[Records excerpted from a collection]
========================
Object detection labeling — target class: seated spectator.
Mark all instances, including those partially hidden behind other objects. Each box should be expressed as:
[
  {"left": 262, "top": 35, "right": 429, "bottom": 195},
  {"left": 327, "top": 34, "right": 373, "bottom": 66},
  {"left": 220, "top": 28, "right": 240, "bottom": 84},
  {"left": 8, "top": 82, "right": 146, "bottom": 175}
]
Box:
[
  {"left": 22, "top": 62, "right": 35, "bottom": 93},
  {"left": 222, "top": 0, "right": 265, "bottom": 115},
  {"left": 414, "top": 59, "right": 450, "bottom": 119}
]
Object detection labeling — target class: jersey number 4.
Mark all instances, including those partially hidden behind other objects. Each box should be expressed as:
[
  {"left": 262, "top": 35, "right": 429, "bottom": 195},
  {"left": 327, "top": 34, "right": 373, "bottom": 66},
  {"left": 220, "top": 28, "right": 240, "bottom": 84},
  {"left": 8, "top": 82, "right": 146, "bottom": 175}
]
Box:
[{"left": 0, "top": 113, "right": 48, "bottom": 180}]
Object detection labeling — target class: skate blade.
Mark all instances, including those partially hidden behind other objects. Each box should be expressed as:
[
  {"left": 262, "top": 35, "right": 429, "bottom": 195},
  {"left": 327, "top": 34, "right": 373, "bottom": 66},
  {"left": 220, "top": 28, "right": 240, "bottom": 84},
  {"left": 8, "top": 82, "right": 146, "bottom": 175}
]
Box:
========================
Return all of the entries above line for line, with nothing changed.

Object detection labeling — target class: seated spectator.
Mark all instances, including those partially hidden behind other objects. Each box should be expressed as:
[
  {"left": 262, "top": 35, "right": 429, "bottom": 195},
  {"left": 327, "top": 34, "right": 373, "bottom": 66},
  {"left": 220, "top": 28, "right": 240, "bottom": 84},
  {"left": 8, "top": 82, "right": 146, "bottom": 175}
]
Box:
[
  {"left": 22, "top": 62, "right": 35, "bottom": 93},
  {"left": 222, "top": 0, "right": 265, "bottom": 115},
  {"left": 414, "top": 59, "right": 450, "bottom": 119}
]
Object detection labeling — target class: jersey number 4.
Mark all instances, including those partially hidden behind other objects. Each box should be expressed as:
[
  {"left": 262, "top": 35, "right": 429, "bottom": 195},
  {"left": 327, "top": 34, "right": 373, "bottom": 66},
  {"left": 220, "top": 28, "right": 240, "bottom": 84},
  {"left": 8, "top": 82, "right": 146, "bottom": 175}
]
Box:
[{"left": 0, "top": 113, "right": 48, "bottom": 180}]
Object detection labeling — target class: skate blade.
Mark all instances, including those partially hidden behind other objects. Each box should be expressed as:
[
  {"left": 262, "top": 35, "right": 429, "bottom": 195},
  {"left": 327, "top": 34, "right": 373, "bottom": 66},
  {"left": 220, "top": 28, "right": 240, "bottom": 84},
  {"left": 8, "top": 82, "right": 146, "bottom": 175}
]
Box:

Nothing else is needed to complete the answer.